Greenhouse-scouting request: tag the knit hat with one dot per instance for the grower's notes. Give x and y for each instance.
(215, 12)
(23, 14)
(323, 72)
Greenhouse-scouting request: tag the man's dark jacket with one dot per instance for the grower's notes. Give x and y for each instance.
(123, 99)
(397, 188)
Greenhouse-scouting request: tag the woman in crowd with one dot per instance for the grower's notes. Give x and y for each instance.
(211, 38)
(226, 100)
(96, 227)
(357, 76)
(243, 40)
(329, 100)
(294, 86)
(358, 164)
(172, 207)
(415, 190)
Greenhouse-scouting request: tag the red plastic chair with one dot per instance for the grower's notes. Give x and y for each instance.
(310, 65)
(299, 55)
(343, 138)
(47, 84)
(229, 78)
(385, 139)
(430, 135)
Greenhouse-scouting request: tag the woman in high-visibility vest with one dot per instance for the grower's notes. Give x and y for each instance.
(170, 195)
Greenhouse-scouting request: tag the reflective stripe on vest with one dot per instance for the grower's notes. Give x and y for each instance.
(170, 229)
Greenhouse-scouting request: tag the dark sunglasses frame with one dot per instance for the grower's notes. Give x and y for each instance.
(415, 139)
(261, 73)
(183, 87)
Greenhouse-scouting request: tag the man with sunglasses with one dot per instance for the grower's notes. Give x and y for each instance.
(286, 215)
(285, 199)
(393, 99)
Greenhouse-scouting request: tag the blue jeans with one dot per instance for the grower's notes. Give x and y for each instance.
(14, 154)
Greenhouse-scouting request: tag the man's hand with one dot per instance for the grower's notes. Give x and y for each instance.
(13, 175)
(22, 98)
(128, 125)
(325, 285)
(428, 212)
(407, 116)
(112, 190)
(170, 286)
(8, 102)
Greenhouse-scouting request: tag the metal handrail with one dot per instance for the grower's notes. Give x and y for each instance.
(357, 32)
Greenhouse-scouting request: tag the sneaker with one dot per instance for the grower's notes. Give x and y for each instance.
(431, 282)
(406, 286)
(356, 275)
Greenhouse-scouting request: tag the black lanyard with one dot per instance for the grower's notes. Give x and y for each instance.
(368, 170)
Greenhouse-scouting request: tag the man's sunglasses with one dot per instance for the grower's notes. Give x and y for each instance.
☆ ☆ ☆
Given task =
Copy out the material above word for word, from the line that contains "Greenhouse-scouting request: tag the red" through the last line of the material.

Full answer =
Greenhouse-scouting request: tag the red plastic chair with one dot per instance for the grower's notes. Give x and y for each instance.
(310, 65)
(299, 55)
(343, 138)
(47, 84)
(229, 78)
(385, 139)
(430, 135)
Greenhouse-scouting request: tag the woman in high-visibility vest with one dot per instance for the grower's notes. Give x and y for each instance.
(170, 195)
Greenhouse-scouting request: tag the reflective stripe on vest with one dot per instance for the grower's notes. Give x and y for each instance.
(170, 229)
Greenhouse-scouting request: tag the dark sunglasses frame with one dot per instance for the grower's notes. Give x and y for each instance.
(415, 139)
(261, 73)
(183, 87)
Greenhouse-scouting request: tag the man with sunglasses with one dot per instance for the grower's notes. Give x and y for each instance.
(286, 215)
(285, 199)
(393, 99)
Greenhouse-scouting request: tag the blue jeans with one dot per instance for the grower's notes. Give x and y for each instance.
(14, 154)
Greenhouse-scouting request: tag the man's hand with one dot per instance for the grower's notes. Give x and y for each instance.
(13, 175)
(22, 98)
(128, 125)
(325, 285)
(428, 212)
(407, 116)
(112, 190)
(170, 286)
(8, 102)
Greenhouse-scouting request: tag the metal handrail with one dot per instance for the grower's notes. Give x and y for each instance.
(357, 32)
Greenhouse-scouting request: tag the sneaker with one dot per instance for the grower's notes. Give x and y for each instance.
(431, 282)
(406, 286)
(356, 275)
Greenhouse-scouting request: tag the black lanyard with one dot per instance for the grower's notes. Give x and y for each instance.
(368, 170)
Greenhouse-scouting request: tag the man's sunglasses with one dot per instance for the grower's notes. Give x and y for each instance.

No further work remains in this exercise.